> **Brief A**:
In the self-interview below, what is the speaker waiting for while conducting it?
> **Brief B**:
Continue the self-interview about the memoir from the point at which it stops.

It sounds kind of loud where you are. What’s that music in the background?
I’m conducting this interview while waiting for an egregiously early flight from Kennedy to LAX. I believe that the song in the background is a smooth jazz version of Neil Young’s “Helpless, “ which may be one of the signals that the apocalypse is nigh, so this could be a short interview.
You’re right on the verge of the release of your first book. How does that feel?
It’s certainly exciting, but I’m a writer so I feel obliged to temper that excitement with equal parts anxiety and depressive defeatism. Mostly, it’s an extraordinary relief. I feel like I’m coming to the end of a particular cycle and I look forward to seeing what the next installment is going to be like.
Wow, that was a long awkward silence.
Sorry. Interviewing myself makes me feel put on the spot. I fell pressed to come up with deep and insightful questions. Instead my brain is making a noise that resembles the buzz of the lighting fixture in the crappy hotel I stayed at in NY.
How about just asking the question that you think interviewers are skirting around half the time? The one that goes like this: With your memoir, Some Girls: My Life in a Harem, aren’t you just a narcissistic opportunist who is exploiting not only your experiences as an international teenage prostitute but also your relationship with everyone you’ve ever known?

Collected data
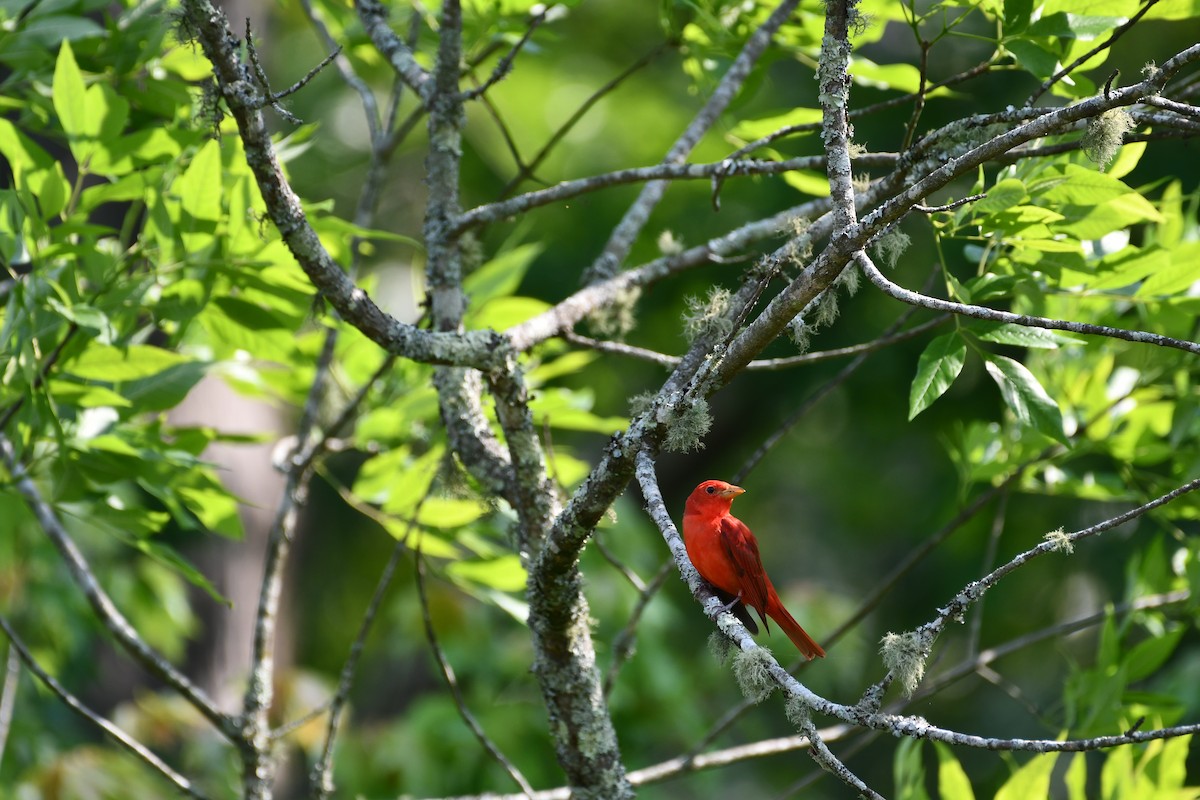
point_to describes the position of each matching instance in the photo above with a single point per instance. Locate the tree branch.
(102, 605)
(979, 312)
(258, 763)
(125, 740)
(480, 349)
(630, 226)
(455, 692)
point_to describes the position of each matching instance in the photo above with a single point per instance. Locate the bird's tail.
(799, 637)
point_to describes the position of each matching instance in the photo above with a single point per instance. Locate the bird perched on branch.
(726, 554)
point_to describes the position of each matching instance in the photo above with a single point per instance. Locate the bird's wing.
(743, 551)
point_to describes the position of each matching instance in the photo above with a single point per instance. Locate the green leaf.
(1127, 266)
(570, 409)
(450, 512)
(936, 370)
(751, 130)
(167, 389)
(169, 558)
(1032, 58)
(70, 97)
(503, 573)
(199, 186)
(114, 365)
(1025, 397)
(1173, 768)
(1077, 777)
(85, 396)
(1145, 659)
(419, 539)
(1032, 780)
(909, 770)
(211, 504)
(1001, 197)
(1177, 275)
(1116, 776)
(501, 276)
(952, 780)
(505, 312)
(808, 181)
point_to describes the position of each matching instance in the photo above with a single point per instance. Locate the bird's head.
(713, 495)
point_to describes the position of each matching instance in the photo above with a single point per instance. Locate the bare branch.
(119, 735)
(102, 605)
(727, 168)
(481, 349)
(623, 643)
(1117, 32)
(453, 684)
(825, 757)
(322, 775)
(981, 312)
(527, 170)
(505, 64)
(761, 365)
(258, 764)
(393, 48)
(976, 590)
(630, 226)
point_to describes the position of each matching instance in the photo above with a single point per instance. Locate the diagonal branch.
(455, 692)
(397, 53)
(119, 735)
(636, 216)
(102, 605)
(480, 349)
(979, 312)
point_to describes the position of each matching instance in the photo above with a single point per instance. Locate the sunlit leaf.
(940, 364)
(1025, 397)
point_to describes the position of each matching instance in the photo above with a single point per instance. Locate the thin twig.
(453, 685)
(47, 365)
(979, 312)
(119, 735)
(948, 206)
(257, 759)
(760, 365)
(322, 775)
(623, 643)
(816, 397)
(832, 764)
(527, 170)
(989, 560)
(102, 605)
(1117, 32)
(505, 64)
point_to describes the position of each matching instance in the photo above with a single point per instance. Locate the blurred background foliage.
(142, 281)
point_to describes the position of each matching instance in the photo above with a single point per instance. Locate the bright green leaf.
(115, 365)
(1001, 197)
(199, 187)
(952, 780)
(1025, 397)
(501, 276)
(503, 573)
(940, 364)
(70, 97)
(808, 181)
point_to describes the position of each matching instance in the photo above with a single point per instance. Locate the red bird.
(726, 554)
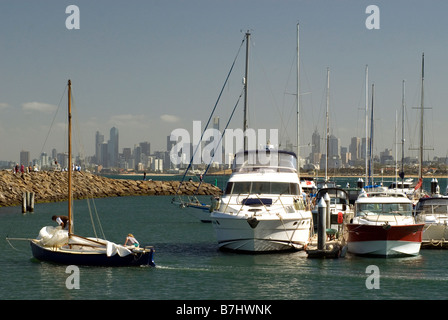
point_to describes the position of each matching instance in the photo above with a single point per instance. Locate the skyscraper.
(112, 147)
(99, 140)
(25, 158)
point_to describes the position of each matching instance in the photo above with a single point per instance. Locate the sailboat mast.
(420, 173)
(327, 142)
(69, 171)
(367, 124)
(246, 78)
(371, 138)
(402, 133)
(298, 103)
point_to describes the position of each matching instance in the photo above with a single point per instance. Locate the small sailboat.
(57, 245)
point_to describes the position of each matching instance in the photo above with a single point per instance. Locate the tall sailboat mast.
(402, 133)
(371, 140)
(298, 103)
(420, 172)
(246, 80)
(69, 171)
(367, 124)
(327, 135)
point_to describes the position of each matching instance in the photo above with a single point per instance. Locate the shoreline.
(52, 186)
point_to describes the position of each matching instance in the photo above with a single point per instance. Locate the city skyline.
(139, 157)
(150, 67)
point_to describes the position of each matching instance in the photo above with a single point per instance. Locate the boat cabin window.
(255, 160)
(262, 187)
(404, 209)
(432, 208)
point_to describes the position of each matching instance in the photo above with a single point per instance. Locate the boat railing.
(432, 213)
(236, 203)
(261, 168)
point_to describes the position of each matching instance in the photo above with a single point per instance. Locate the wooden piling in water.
(27, 202)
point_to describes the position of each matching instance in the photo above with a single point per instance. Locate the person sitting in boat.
(61, 220)
(130, 240)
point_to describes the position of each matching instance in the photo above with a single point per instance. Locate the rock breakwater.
(51, 186)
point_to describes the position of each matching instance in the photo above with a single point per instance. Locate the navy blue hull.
(92, 259)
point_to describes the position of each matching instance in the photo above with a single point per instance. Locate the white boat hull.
(384, 248)
(265, 234)
(435, 235)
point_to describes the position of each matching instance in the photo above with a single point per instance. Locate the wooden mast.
(245, 126)
(422, 102)
(70, 208)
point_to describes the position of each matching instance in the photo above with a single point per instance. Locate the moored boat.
(384, 226)
(60, 245)
(263, 207)
(433, 212)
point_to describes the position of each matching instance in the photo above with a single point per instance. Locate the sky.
(149, 67)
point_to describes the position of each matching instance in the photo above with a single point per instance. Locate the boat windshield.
(255, 160)
(432, 208)
(262, 187)
(404, 209)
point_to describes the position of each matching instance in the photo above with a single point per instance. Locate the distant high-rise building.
(145, 148)
(334, 147)
(112, 147)
(355, 148)
(169, 143)
(99, 140)
(25, 158)
(216, 123)
(315, 141)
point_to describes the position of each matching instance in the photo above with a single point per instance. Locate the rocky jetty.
(51, 186)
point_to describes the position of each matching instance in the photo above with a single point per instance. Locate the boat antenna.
(246, 81)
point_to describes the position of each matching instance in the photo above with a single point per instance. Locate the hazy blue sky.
(148, 67)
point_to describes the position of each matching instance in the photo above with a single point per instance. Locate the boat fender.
(214, 204)
(340, 218)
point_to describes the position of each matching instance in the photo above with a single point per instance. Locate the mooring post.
(321, 224)
(24, 202)
(328, 217)
(31, 204)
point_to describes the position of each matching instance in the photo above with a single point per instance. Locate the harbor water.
(190, 266)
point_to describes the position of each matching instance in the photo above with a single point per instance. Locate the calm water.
(190, 267)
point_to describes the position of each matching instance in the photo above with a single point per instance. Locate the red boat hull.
(384, 240)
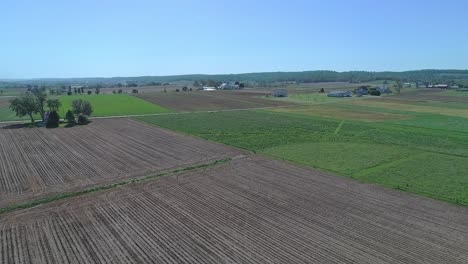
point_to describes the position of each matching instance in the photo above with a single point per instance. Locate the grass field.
(454, 93)
(345, 146)
(309, 98)
(114, 104)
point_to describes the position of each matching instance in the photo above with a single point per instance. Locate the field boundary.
(66, 195)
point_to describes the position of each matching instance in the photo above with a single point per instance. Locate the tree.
(70, 117)
(83, 119)
(41, 98)
(81, 107)
(25, 105)
(53, 120)
(398, 86)
(53, 104)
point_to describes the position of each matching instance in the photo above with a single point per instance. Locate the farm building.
(280, 93)
(340, 94)
(362, 91)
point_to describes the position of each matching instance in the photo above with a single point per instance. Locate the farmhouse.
(280, 93)
(340, 94)
(229, 86)
(384, 89)
(362, 91)
(209, 88)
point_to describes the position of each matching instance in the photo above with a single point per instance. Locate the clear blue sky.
(90, 38)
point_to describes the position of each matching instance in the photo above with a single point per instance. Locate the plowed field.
(39, 162)
(251, 210)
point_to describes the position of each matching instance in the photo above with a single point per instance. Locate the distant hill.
(430, 76)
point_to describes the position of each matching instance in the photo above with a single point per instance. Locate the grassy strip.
(63, 196)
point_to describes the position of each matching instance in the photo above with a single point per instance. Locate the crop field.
(210, 100)
(455, 93)
(250, 210)
(359, 146)
(114, 104)
(5, 112)
(310, 98)
(435, 95)
(335, 111)
(39, 162)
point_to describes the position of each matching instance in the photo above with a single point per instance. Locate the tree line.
(36, 102)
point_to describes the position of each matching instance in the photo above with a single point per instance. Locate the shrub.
(70, 117)
(80, 106)
(83, 119)
(53, 120)
(374, 92)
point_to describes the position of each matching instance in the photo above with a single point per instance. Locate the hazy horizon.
(55, 39)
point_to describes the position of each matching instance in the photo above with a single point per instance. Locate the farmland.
(316, 180)
(39, 162)
(361, 139)
(216, 100)
(250, 210)
(114, 104)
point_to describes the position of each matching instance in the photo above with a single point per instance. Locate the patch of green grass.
(434, 175)
(348, 148)
(342, 158)
(6, 114)
(454, 93)
(113, 105)
(310, 98)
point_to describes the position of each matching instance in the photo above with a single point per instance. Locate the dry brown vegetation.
(251, 210)
(39, 162)
(4, 102)
(212, 100)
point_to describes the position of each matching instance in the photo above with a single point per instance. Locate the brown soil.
(38, 162)
(210, 100)
(251, 210)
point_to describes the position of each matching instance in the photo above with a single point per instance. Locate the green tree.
(53, 104)
(25, 105)
(81, 107)
(70, 117)
(53, 120)
(398, 86)
(41, 98)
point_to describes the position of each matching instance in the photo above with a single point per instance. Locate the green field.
(454, 93)
(114, 104)
(386, 152)
(103, 105)
(310, 98)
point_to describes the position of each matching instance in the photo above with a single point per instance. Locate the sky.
(108, 38)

> **Exercise response A**:
An egregiously early flight from Kennedy to LAX.

> **Exercise response B**:
Not everyone I’ve ever known. But seriously, I think that’s a question I asked myself many times throughout the process of writing this memoir. What are my intentions? Am I telling this story in an effort to get to the heart of something more universal, or am I just splattering salacious details across the page? It was a question I asked and then eventually it was a question I had to discard, because too much introspection about purpose can be paralyzing. In the end, I just had to sit down and tell the story in the most honest way I knew how. I’ll leave it up to the readers to decide if the product of my efforts is meaningful or exploitative.
You talked with an impressively bright group of journalism students last night. What was the most difficult question they asked you?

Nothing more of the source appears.